(Referring expression pointing data)
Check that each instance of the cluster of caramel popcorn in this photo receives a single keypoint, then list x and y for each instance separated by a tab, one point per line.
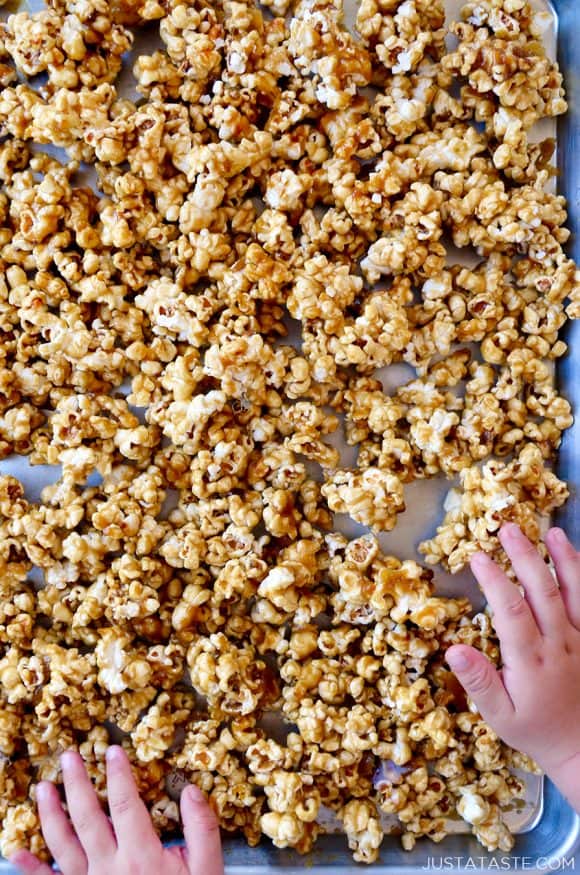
181	580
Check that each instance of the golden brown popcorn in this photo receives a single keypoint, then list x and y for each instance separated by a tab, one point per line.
516	492
373	497
212	271
363	829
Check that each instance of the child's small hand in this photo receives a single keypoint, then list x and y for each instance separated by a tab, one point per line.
90	844
533	702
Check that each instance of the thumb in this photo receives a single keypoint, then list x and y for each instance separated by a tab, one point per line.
482	682
202	834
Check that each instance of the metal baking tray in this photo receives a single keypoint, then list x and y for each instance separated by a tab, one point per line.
547	829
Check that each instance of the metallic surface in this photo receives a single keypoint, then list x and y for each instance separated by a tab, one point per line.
549	836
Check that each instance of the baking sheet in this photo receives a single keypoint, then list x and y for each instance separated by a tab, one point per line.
424	511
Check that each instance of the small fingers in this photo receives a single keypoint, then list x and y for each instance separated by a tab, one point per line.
28	864
542	593
512	617
58	832
567	564
88	818
481	682
201	832
131	820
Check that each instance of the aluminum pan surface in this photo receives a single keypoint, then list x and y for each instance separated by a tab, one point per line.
551	830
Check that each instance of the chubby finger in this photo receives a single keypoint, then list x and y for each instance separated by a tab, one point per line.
58	832
201	832
512	617
482	682
88	818
130	818
28	864
542	592
567	564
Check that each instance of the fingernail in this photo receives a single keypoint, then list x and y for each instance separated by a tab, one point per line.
67	759
194	794
457	660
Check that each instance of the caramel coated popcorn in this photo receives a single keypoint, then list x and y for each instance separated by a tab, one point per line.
192	338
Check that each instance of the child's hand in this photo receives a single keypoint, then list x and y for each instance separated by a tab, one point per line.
533	702
90	844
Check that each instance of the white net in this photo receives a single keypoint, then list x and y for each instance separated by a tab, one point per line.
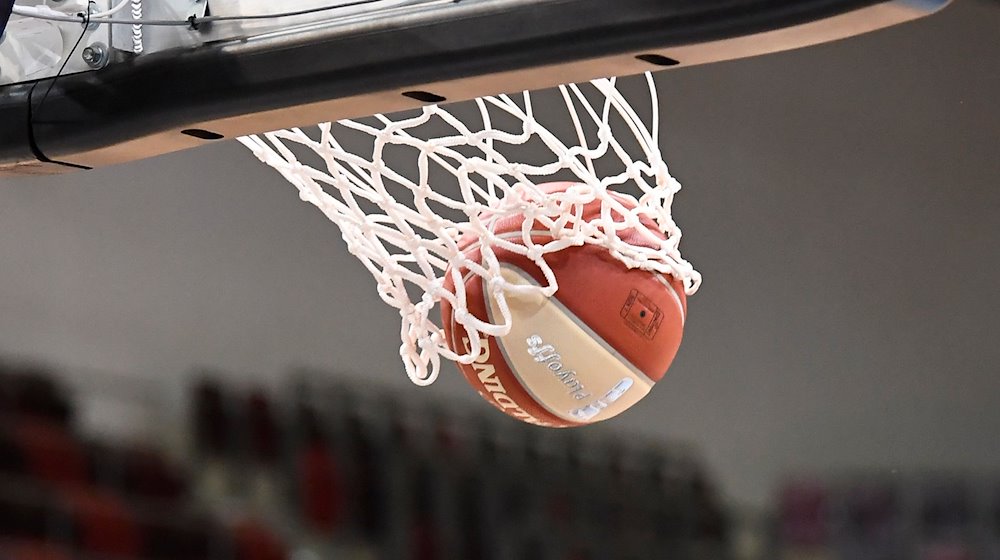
404	189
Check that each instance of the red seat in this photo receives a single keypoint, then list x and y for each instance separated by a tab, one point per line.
320	489
104	524
50	452
32	550
254	541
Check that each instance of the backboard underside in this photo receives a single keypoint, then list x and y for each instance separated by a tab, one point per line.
410	55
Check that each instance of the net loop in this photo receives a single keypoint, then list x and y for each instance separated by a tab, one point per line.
407	190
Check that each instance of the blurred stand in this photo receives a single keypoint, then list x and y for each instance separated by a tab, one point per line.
221	469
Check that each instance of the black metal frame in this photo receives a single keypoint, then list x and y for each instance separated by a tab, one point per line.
175	89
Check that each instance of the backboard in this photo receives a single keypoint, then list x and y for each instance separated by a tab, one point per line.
201	70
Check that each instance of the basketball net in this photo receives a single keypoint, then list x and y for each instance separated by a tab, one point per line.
405	188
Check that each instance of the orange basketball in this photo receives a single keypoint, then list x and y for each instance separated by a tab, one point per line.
585	355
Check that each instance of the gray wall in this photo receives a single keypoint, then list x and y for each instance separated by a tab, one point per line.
841	201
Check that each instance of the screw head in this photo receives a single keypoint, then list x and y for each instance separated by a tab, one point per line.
96	55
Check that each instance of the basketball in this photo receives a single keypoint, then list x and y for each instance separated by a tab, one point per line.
588	353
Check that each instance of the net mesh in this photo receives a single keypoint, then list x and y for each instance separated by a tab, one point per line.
405	188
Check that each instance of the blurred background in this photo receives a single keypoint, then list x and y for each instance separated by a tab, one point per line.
193	366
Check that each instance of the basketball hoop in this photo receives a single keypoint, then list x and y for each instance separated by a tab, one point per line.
404	189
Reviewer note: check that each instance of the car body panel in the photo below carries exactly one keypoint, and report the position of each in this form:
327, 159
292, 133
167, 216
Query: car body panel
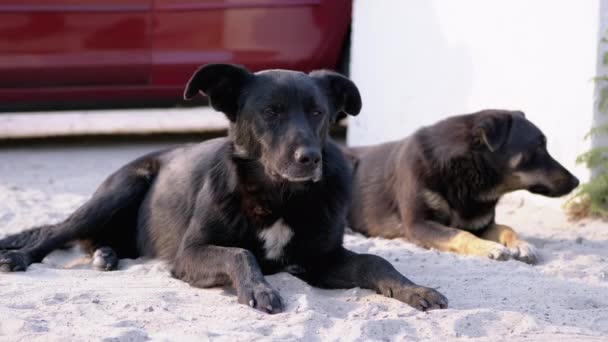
115, 50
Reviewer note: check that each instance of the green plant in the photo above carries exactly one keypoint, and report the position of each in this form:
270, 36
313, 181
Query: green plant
591, 198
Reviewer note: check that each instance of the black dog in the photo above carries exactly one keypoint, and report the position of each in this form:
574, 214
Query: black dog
439, 187
272, 196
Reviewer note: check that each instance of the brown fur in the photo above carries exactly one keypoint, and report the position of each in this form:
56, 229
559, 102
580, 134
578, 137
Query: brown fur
439, 187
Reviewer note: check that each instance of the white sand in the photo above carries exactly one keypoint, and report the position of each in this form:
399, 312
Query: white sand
562, 299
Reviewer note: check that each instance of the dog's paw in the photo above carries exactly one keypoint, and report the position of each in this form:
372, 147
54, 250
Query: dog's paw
525, 251
105, 259
419, 297
261, 297
13, 261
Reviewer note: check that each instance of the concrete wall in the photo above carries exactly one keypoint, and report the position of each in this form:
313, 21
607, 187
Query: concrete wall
417, 61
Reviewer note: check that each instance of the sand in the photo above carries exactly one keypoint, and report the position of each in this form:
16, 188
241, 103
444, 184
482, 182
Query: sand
563, 298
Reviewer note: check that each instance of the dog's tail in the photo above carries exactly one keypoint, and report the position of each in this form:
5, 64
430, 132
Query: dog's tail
25, 238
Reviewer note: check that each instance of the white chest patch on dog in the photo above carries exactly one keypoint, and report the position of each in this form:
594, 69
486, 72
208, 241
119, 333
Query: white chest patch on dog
275, 238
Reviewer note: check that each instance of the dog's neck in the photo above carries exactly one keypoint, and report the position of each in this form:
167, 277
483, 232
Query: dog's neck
263, 196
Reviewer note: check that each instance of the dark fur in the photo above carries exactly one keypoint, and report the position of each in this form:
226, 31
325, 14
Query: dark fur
464, 162
203, 207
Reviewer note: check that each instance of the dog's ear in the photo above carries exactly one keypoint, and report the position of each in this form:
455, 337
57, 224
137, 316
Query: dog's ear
222, 83
342, 92
492, 132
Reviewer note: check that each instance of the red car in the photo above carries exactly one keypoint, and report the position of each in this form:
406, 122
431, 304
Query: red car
102, 51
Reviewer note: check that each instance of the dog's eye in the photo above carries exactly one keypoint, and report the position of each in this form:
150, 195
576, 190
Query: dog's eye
273, 110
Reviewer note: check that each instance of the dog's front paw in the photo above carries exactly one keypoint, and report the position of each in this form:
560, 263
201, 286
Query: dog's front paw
525, 251
105, 259
13, 261
419, 297
261, 297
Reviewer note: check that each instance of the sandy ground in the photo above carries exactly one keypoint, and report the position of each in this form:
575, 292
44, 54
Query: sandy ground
562, 299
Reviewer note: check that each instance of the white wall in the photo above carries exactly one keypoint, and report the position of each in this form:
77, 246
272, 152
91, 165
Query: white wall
417, 61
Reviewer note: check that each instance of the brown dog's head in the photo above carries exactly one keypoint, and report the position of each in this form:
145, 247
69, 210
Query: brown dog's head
518, 150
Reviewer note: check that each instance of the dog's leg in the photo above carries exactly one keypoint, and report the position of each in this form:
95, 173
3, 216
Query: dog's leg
345, 269
434, 235
209, 266
119, 196
505, 235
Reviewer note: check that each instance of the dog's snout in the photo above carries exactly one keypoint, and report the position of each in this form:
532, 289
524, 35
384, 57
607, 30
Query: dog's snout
307, 156
574, 181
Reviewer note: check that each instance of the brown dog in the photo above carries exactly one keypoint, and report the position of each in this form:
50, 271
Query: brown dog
439, 187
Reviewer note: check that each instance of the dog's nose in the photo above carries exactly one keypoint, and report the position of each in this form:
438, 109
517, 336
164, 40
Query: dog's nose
307, 156
575, 182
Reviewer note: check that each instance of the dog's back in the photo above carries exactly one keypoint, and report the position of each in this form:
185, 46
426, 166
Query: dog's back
446, 179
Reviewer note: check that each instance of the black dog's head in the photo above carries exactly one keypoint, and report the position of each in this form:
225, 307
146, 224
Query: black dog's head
518, 150
279, 117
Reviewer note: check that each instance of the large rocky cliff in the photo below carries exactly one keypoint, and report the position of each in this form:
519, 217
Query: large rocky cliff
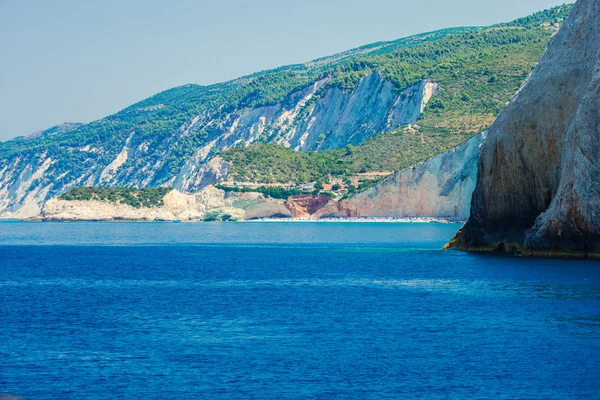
537, 188
440, 187
316, 117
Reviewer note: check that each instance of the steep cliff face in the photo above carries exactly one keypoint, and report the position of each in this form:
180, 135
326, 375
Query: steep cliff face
537, 188
209, 203
313, 118
440, 187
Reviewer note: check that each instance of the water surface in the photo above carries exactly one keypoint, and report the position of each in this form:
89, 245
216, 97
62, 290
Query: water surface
288, 310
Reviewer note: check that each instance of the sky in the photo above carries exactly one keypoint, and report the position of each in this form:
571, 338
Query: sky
78, 61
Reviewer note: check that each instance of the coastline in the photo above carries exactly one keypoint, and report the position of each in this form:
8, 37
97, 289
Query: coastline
404, 220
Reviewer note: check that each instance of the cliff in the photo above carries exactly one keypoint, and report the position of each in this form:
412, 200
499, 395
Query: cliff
537, 188
440, 187
360, 97
207, 204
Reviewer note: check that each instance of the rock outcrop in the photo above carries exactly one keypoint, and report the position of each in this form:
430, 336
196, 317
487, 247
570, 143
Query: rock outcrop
537, 189
208, 204
304, 206
440, 187
316, 117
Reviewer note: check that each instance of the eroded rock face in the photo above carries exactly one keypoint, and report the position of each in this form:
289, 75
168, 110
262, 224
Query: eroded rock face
537, 188
316, 117
177, 206
440, 187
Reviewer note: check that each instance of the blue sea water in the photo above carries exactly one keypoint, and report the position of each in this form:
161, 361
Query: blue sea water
288, 310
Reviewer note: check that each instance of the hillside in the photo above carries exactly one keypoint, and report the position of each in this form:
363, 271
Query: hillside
451, 83
537, 191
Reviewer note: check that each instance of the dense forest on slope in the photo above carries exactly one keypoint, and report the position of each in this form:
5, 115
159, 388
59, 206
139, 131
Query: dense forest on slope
478, 72
154, 142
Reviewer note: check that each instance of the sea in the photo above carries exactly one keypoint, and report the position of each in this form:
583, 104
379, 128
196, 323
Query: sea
264, 310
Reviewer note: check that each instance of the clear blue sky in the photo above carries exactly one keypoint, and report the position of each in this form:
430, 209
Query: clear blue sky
80, 60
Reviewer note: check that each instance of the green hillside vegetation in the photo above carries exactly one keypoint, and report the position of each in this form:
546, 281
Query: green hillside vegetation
478, 72
478, 69
149, 197
267, 191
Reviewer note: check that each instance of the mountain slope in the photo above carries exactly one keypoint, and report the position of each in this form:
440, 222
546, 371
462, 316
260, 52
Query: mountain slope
537, 188
357, 96
440, 187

| AIM OF THE EXERCISE |
Filter on the word "below": copy each matching line from the entries above.

| ANSWER TO THIS EXERCISE |
Reviewer note: check that each instance of the car body panel in the photo below carries exactly one keypoint, and report the position of each in this form:
Reviewer note: check that each instance of the large rocky cliff in the photo below carries exactly one keypoint, and report the position of each in this form:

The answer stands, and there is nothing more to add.